## Exercise
Which streets does the Fort Worth street-name history below mention? List every one.

## Given text
* * *

Fort Worth

#TBT: Foch and Throckmorton streets

Downtown Fort Worth at Throckmorton and 11th Streets, with St. Patrick's Cathedral, left, ca. 1899
Downtown Fort Worth at Throckmorton and 11th Streets, with St. Patrick's Cathedral, left, ca. 1899 W.D. Smith Commercial Photograph

Have you ever wondered how to pronounce Foch Street? Where did that name come from, anyway?

We looked into it in honor of Throwback Thursday, or #tbt.

Foch Street, originally Franklin Street, was named after WWI French military commander Ferdinand Foch, according to history.com. His victory at the Second Battle of Marne led to the end of the fighting, according to history.com, and he was named a British field marshal and marshal of Poland.

The renaming of Franklin Street to Foch Street was announced on the front page of the Oct. 29, 1922 issue of The Fort Worth Star-Telegram when the City Commission submitted a proposal to Mayor W. E. Cockrell to change the names of 275 streets. The changes were necessary because of duplications and similarity of names in districts annexed in July 1922, according to the article.

For the record: It’s fosh, with a long o.

Another Fort Worth street name history, in honor of #tbt:

Throckmorton Street

The street is named after physician and lawyer James Webb Throckmorton, according to the book Who was Hulen? by Werner Magnus.

Throckmorton served in the Mexican War at first as a soldier later strictly as a physician, according to the Texas State Historical Association website. He went on to practice medicine and law before being elected to the Texas House of Representatives, and the Texas Senate. In 1865 General Kirby Smith appointed him Confederate Commissioner to Native Americans, where he negotiated treaties and earned the nickname "Old Leathercoat," according to the TSHA website.

* * *

## Input data
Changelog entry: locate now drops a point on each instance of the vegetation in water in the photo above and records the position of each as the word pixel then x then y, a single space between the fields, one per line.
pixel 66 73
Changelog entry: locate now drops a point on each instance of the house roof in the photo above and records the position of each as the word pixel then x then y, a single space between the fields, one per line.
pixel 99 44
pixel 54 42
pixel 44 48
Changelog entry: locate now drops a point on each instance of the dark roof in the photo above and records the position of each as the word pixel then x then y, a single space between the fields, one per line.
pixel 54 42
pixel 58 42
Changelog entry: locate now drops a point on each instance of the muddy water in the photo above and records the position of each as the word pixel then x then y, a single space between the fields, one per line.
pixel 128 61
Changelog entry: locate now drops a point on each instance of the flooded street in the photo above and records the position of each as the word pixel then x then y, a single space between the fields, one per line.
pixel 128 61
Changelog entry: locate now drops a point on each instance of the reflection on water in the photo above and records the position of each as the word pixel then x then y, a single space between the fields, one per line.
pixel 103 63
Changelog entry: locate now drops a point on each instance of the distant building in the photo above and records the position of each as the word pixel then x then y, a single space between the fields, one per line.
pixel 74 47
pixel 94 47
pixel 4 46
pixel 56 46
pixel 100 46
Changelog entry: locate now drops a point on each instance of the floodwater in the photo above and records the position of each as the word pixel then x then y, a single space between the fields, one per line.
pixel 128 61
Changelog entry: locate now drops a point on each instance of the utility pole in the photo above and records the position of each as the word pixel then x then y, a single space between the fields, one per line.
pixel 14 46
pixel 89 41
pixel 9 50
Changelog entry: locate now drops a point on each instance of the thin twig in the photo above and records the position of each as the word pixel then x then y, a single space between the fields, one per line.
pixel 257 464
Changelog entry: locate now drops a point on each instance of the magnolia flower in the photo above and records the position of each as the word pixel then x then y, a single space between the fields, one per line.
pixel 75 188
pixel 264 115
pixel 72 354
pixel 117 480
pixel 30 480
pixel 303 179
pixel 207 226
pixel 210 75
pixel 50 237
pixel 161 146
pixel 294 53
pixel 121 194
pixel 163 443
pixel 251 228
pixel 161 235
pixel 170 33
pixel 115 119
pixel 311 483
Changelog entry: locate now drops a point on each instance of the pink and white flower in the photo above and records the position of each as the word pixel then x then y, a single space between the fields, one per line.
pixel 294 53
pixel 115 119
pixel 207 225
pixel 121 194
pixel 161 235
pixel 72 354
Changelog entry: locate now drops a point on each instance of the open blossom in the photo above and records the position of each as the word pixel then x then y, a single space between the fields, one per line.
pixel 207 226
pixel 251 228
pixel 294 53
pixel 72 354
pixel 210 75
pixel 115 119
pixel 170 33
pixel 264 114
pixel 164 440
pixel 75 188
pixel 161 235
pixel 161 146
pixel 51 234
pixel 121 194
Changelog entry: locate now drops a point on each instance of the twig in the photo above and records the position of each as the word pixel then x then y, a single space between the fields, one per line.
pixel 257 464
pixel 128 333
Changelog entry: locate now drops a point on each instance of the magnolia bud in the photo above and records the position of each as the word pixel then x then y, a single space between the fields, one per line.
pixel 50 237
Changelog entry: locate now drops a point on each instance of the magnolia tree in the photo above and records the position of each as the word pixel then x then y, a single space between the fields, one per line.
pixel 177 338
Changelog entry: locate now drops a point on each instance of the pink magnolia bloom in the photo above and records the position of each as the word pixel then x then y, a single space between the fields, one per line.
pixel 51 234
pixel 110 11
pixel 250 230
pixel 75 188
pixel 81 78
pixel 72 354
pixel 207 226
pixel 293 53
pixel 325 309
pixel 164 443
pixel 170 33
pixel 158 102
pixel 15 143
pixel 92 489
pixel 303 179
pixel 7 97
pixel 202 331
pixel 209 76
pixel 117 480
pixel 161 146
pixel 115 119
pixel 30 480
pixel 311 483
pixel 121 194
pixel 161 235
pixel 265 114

* * *

## Output for this exercise
Foch Street, Franklin Street, Throckmorton Street, 11th Street